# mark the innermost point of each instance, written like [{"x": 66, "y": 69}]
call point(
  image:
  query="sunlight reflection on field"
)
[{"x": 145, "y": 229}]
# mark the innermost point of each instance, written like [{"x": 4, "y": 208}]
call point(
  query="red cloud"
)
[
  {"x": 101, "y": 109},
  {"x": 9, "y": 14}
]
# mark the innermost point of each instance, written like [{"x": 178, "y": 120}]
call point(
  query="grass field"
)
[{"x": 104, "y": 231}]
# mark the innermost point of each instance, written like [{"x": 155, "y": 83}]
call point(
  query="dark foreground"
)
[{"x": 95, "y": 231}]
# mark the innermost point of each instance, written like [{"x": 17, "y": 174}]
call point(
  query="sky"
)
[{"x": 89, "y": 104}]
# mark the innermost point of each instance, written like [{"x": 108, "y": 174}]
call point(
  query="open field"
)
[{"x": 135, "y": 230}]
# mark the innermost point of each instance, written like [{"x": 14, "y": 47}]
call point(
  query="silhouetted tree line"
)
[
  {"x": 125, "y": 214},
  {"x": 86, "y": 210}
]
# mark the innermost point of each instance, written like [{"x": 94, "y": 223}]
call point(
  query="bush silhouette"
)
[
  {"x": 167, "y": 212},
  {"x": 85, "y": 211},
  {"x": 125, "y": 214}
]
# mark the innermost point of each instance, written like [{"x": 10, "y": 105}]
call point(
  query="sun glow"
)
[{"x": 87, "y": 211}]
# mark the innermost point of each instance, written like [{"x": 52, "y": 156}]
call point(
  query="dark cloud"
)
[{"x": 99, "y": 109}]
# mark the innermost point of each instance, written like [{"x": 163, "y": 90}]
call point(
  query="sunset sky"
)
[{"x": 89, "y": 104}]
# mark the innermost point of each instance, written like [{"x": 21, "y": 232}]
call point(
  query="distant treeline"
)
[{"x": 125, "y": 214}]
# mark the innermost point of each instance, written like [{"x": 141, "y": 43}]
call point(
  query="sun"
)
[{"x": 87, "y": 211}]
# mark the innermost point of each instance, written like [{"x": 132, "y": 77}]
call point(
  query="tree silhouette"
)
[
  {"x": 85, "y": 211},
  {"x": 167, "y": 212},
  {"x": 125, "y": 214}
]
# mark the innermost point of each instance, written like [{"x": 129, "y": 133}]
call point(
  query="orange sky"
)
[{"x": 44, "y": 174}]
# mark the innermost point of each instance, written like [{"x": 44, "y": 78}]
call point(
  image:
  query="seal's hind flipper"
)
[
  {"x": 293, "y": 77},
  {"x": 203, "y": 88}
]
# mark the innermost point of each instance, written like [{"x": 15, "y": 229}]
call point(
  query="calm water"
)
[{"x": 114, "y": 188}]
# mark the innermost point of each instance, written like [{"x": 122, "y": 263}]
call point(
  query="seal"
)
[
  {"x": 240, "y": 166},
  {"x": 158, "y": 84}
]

================================

• Task prompt: Copy all the entries verbatim.

• Solution:
# mark the innermost point of each instance, written like [{"x": 66, "y": 69}]
call point(
  image:
  query="sunlight reflection on field"
)
[{"x": 145, "y": 229}]
# mark the innermost point of each instance, written like [{"x": 4, "y": 208}]
call point(
  query="red cloud"
)
[
  {"x": 101, "y": 109},
  {"x": 9, "y": 14}
]
# mark the innermost point of each instance, written like [{"x": 178, "y": 120}]
call point(
  query="grass field"
)
[{"x": 104, "y": 231}]
# mark the innermost point of each instance, written like [{"x": 155, "y": 83}]
call point(
  query="dark foreground"
)
[{"x": 95, "y": 231}]
# mark the innermost point of each instance, written like [{"x": 17, "y": 174}]
call point(
  query="sky"
)
[{"x": 89, "y": 104}]
# mark the innermost point of each instance, written like [{"x": 108, "y": 174}]
call point(
  query="open field"
)
[{"x": 135, "y": 230}]
# mark the innermost point of each instance, written like [{"x": 14, "y": 47}]
call point(
  query="silhouetted tree line"
)
[
  {"x": 125, "y": 214},
  {"x": 86, "y": 210}
]
# mark the innermost point of each instance, written like [{"x": 94, "y": 223}]
call point(
  query="bush silhouette"
)
[
  {"x": 167, "y": 212},
  {"x": 85, "y": 211},
  {"x": 125, "y": 214}
]
# mark the innermost point of each instance, written like [{"x": 10, "y": 105}]
call point(
  query="sun glow"
)
[{"x": 87, "y": 211}]
# mark the innermost point of each instance, written like [{"x": 52, "y": 156}]
call point(
  query="dark cloud"
)
[{"x": 99, "y": 109}]
# mark the innermost point of each instance, written like [{"x": 163, "y": 90}]
call point(
  query="sunset sky"
)
[{"x": 89, "y": 104}]
# mark the innermost point of each instance, written like [{"x": 21, "y": 232}]
call point(
  query="distant treeline"
)
[{"x": 125, "y": 214}]
# mark the innermost point of each instance, written like [{"x": 141, "y": 43}]
call point(
  query="sun"
)
[{"x": 87, "y": 211}]
# mark the innermost point of each instance, written like [{"x": 132, "y": 77}]
call point(
  query="tree silhouette"
)
[
  {"x": 85, "y": 211},
  {"x": 167, "y": 212},
  {"x": 125, "y": 214}
]
# mark the innermost point of each instance, written like [{"x": 129, "y": 133}]
call point(
  query="orange sky"
)
[{"x": 44, "y": 174}]
# mark the innermost point of each instance, written like [{"x": 44, "y": 78}]
call point(
  image:
  query="seal's hind flipper"
)
[
  {"x": 293, "y": 77},
  {"x": 203, "y": 88}
]
# mark the innermost point of each instance, written like [{"x": 15, "y": 229}]
call point(
  query="calm water"
)
[{"x": 114, "y": 188}]
# mark the innermost point of each instance, written like [{"x": 122, "y": 263}]
call point(
  query="seal"
)
[
  {"x": 240, "y": 166},
  {"x": 158, "y": 84}
]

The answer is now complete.